Texto da página
—————

Atualmente, a estrutura financeira do Vaticano se apoia em: (a) APSA, que administra o patrimônio estável (imóveis e investimentos); (b) IOR, que lida com fundos de ordens e entidades católicas, operando sob normas internas e internacionais de compliance; (c) Secretaria para a Economia, que elabora o orçamento anual, supervisiona as contas de todos os dicastérios e publica relatórios financeiros consolidados; (d) Secretaria de Estado – Seção de Assuntos Gerais, que gere o Óbolo de São Pedro (coleta mundial para caridade do Papa) e outros fundos especiais; (e) Conselho de Economia e órgãos de auditoria, que garantem a prestação de contas.
O Vaticano possui duas entidades orçamentárias distintas: o orçamento da Santa Sé (que cobre a Cúria Romana, nunciaturas e atividades pastorais globais) e o orçamento do Estado da Cidade do Vaticano (relativo à administração do território, serviços urbanos, Museus Vaticanos etc.).
As receitas modernas do Vaticano vêm principalmente de doações internacionais (como o Óbolo e contribuições das dioceses de todo o mundo), rendimentos de investimentos e propriedades, receitas dos Museus do Vaticano (turismo religioso) e publicações, além de eventuais excedentes do IOR. Em 2013, o orçamento operacional da Santa Sé foi da ordem de US$ 300 milhões, enquanto os ativos patrimoniais ultrapassavam US$ 1 bilhão.
Entretanto, despesas crescentes têm causado déficits frequentes nas últimas décadas. A redução do número de católicos praticantes em alguns países e os escândalos passados diminuíram as doações em certos anos. Mesmo assim, a Igreja continua a contar com a generosidade dos fiéis e a rentabilidade de seus investimentos.[9],[10].
Estima-se que o déficit do Vaticano tenha alcançado € 83,5 milhões em 2023 — um aumento de 7% em relação a 2022 — impulsionado pelo crescimento das despesas operacionais, que chegaram a € 1,236 bilhão no mesmo ano. A esse cenário soma-se um rombo no fundo de pensões dos funcionários da Santa Sé, em torno de € 1,5 bilhão[11]. Esse cenário exigirá do novo papa ações efetivas no sentido de tornar sustentáveis as finanças do Vaticano.

—————

Registros de dados
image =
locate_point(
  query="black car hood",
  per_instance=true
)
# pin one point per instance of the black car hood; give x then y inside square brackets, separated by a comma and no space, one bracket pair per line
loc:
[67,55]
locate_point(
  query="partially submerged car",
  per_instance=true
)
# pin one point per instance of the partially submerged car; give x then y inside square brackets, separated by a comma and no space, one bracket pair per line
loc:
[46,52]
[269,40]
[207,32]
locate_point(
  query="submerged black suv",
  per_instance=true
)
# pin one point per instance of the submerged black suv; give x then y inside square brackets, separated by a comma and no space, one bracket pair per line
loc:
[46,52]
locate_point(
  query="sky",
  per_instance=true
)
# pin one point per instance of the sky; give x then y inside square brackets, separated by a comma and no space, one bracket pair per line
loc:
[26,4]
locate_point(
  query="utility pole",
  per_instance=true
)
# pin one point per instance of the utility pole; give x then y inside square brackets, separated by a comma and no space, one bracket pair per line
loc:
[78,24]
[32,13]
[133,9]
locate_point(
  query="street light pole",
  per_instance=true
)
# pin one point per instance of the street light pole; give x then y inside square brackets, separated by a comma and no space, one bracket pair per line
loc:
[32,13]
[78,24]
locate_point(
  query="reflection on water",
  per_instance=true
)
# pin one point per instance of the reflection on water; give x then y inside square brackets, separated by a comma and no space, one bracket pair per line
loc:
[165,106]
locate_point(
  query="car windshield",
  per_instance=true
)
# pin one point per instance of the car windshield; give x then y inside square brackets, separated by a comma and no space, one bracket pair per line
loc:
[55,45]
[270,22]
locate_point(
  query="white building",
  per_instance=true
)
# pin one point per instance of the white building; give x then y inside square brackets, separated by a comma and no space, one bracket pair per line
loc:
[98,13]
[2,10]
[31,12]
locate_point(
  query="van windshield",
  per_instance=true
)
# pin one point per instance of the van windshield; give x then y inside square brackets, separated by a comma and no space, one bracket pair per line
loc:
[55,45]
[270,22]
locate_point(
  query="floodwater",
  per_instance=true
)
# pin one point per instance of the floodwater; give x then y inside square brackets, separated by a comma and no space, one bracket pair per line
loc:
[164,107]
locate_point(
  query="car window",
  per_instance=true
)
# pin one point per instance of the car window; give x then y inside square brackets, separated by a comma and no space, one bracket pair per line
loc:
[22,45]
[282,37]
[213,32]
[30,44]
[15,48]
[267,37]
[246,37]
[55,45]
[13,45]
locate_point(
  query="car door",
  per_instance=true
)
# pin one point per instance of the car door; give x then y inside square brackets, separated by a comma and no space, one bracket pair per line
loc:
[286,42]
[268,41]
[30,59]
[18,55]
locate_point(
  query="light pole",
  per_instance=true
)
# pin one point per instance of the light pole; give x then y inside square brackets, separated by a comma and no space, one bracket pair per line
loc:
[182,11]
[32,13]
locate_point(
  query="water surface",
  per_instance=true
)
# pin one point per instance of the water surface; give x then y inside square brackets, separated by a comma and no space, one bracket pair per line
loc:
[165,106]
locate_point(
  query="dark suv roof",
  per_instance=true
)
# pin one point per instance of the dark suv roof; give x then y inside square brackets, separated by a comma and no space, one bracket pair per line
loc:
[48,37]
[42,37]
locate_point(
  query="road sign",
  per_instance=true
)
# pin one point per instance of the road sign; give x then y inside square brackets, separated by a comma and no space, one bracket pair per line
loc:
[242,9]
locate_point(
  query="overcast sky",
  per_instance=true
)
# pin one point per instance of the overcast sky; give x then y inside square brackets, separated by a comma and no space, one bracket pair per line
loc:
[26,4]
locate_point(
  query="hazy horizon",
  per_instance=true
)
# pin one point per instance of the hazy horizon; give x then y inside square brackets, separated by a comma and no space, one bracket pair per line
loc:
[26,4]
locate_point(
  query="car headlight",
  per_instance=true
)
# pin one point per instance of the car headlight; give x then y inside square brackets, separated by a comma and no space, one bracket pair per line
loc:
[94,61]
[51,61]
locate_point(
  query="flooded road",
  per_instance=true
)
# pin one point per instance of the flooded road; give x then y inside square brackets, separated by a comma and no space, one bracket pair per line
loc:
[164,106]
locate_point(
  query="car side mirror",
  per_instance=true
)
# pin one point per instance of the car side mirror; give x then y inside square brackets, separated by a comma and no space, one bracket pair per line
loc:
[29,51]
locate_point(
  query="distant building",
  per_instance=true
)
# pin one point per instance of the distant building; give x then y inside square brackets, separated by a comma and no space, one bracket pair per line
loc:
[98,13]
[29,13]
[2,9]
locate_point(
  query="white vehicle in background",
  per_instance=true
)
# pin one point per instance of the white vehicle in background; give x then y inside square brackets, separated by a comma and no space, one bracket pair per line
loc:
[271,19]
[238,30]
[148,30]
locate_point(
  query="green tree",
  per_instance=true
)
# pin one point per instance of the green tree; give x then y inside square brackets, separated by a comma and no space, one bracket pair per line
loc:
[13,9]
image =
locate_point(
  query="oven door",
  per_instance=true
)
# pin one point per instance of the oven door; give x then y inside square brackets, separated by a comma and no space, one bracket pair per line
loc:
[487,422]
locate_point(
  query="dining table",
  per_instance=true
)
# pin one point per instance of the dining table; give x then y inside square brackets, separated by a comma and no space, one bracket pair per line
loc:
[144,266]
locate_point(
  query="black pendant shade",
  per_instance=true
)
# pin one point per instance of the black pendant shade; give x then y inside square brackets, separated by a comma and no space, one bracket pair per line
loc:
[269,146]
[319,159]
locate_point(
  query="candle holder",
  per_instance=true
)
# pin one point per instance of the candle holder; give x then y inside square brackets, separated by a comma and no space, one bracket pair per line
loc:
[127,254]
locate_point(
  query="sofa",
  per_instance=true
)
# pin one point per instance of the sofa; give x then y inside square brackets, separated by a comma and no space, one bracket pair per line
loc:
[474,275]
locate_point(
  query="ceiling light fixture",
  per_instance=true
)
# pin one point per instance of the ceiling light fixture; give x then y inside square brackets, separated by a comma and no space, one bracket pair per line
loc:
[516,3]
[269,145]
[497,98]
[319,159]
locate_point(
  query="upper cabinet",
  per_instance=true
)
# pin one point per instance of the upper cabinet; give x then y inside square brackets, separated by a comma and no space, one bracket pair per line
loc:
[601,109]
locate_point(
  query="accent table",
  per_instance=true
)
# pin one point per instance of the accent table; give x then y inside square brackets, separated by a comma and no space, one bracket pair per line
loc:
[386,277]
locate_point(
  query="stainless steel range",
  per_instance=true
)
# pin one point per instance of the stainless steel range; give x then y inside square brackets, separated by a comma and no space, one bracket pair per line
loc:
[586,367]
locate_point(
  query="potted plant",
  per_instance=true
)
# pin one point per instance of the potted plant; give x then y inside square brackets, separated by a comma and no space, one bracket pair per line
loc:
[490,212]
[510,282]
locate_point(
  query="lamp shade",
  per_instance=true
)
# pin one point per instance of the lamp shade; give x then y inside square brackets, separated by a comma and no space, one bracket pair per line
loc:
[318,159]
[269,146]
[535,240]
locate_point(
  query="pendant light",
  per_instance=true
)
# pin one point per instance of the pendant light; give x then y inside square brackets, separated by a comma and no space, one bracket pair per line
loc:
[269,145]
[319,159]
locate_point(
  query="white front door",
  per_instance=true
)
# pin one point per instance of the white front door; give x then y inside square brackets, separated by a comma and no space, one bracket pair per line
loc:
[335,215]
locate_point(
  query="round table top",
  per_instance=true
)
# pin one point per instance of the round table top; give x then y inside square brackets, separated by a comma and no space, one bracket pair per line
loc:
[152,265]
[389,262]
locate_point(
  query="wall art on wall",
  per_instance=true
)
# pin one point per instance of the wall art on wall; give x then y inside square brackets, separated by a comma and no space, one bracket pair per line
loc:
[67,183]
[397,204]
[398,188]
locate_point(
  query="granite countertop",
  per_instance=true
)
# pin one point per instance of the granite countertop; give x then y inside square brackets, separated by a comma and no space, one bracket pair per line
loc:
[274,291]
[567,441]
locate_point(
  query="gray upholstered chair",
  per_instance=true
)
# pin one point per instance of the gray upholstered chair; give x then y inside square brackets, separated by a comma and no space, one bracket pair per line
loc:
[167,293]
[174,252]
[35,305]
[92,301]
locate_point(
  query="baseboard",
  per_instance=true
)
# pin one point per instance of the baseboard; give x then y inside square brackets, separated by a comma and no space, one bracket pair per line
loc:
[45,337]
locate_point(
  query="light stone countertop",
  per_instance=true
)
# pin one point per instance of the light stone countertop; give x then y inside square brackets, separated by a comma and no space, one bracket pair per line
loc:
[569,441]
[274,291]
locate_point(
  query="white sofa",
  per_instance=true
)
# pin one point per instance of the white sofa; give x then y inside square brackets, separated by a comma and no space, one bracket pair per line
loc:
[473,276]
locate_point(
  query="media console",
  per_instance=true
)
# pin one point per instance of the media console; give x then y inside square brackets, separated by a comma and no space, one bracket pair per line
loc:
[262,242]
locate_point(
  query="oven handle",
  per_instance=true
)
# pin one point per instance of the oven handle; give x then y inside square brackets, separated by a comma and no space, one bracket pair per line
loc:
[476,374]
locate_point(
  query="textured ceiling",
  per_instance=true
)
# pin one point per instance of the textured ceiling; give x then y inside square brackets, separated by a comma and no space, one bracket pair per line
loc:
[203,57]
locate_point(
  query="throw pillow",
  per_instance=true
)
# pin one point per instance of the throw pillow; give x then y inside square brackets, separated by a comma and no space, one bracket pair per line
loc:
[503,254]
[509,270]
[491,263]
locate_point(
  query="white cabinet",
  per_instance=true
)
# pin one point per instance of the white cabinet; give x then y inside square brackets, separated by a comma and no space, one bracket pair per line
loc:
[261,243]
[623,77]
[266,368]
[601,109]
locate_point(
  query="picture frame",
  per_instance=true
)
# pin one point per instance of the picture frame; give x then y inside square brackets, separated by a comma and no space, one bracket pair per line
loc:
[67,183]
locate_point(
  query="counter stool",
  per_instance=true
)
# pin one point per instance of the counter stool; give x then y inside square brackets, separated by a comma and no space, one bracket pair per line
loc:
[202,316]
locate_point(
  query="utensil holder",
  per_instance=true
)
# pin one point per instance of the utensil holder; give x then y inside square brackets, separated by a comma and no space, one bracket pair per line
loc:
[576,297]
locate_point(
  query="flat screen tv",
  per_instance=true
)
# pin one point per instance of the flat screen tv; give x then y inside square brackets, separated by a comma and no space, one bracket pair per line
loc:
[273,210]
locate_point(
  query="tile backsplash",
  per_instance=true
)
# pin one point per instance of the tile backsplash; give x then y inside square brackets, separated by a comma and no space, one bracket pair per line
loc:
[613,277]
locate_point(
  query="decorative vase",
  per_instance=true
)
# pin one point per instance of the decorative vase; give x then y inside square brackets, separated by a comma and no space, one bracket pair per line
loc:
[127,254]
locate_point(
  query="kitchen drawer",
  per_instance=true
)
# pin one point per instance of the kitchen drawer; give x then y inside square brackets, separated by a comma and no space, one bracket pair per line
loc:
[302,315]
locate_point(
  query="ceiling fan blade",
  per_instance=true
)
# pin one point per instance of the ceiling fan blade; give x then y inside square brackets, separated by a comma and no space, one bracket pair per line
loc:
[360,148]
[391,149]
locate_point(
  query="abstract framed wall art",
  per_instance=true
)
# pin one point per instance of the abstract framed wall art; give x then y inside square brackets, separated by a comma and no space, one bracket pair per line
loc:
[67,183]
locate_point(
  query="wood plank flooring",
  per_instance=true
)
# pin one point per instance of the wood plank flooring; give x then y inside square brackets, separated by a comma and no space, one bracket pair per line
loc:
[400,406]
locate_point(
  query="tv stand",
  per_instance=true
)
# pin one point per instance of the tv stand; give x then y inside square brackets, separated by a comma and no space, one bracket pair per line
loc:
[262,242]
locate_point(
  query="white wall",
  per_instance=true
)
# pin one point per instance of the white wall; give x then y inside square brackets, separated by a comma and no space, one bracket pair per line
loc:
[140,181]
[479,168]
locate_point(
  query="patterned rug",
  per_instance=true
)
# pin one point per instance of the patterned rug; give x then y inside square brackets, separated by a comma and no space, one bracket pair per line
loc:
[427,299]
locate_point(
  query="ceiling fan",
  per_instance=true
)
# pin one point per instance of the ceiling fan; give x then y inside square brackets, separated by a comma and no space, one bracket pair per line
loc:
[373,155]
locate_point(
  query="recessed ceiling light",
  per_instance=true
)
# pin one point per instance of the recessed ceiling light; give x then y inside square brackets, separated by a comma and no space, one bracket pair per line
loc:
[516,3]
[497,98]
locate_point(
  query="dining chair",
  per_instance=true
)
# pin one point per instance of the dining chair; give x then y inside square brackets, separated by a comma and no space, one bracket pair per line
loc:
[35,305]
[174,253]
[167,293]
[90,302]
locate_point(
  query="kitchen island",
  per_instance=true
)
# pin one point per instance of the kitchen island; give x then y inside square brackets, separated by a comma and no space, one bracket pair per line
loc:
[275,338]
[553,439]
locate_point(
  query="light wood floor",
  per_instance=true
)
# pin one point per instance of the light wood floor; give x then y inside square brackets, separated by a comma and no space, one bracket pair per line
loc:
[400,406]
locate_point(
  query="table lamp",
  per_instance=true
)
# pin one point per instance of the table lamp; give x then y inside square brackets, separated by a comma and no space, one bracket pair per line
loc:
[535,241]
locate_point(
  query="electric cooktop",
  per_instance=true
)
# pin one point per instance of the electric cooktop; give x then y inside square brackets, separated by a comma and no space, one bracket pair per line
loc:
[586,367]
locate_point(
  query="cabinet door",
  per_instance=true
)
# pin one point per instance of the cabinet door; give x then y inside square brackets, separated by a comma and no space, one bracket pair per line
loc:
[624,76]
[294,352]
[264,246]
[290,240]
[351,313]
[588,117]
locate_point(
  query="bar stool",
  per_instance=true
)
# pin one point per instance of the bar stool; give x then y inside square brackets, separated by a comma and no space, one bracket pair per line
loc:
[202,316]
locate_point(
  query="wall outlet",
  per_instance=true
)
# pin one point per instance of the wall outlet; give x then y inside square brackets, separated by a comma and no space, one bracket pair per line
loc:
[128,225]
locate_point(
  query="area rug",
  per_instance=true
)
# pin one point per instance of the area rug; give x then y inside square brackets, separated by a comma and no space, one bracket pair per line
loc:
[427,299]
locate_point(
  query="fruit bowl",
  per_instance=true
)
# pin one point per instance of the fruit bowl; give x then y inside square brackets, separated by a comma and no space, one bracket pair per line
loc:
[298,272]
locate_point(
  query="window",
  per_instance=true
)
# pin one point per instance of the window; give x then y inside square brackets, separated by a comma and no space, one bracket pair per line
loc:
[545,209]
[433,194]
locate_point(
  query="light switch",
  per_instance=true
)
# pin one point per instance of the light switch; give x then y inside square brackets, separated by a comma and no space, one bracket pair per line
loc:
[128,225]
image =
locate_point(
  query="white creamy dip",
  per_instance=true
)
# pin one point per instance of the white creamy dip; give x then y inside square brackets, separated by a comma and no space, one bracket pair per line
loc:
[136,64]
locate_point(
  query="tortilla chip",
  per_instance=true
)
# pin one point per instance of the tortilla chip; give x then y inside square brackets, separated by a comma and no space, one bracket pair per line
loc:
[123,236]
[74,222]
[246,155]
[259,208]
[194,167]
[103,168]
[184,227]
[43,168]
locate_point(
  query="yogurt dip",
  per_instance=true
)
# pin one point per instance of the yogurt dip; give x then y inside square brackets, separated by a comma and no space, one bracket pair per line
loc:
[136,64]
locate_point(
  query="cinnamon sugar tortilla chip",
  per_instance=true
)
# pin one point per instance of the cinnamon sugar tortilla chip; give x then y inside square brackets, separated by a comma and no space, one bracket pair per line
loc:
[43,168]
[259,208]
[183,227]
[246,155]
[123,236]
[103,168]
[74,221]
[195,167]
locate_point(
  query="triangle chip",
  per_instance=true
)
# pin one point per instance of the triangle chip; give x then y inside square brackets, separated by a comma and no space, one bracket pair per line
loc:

—————

Objetivo da tarefa
Reproduza sem mudar nada o trecho do texto sobre as finanças do Vaticano que começa nas palavras que contêm "Atualmente, a estrutura" e termina em "prestação de contas.". As linhas não têm nenhuma relação com o texto sobre as finanças do Vaticano.

Resposta da tarefa
Atualmente, a estrutura financeira do Vaticano se apoia em: (a) APSA, que administra o patrimônio estável (imóveis e investimentos); (b) IOR, que lida com fundos de ordens e entidades católicas, operando sob normas internas e internacionais de compliance; (c) Secretaria para a Economia, que elabora o orçamento anual, supervisiona as contas de todos os dicastérios e publica relatórios financeiros consolidados; (d) Secretaria de Estado – Seção de Assuntos Gerais, que gere o Óbolo de São Pedro (coleta mundial para caridade do Papa) e outros fundos especiais; (e) Conselho de Economia e órgãos de auditoria, que garantem a prestação de contas.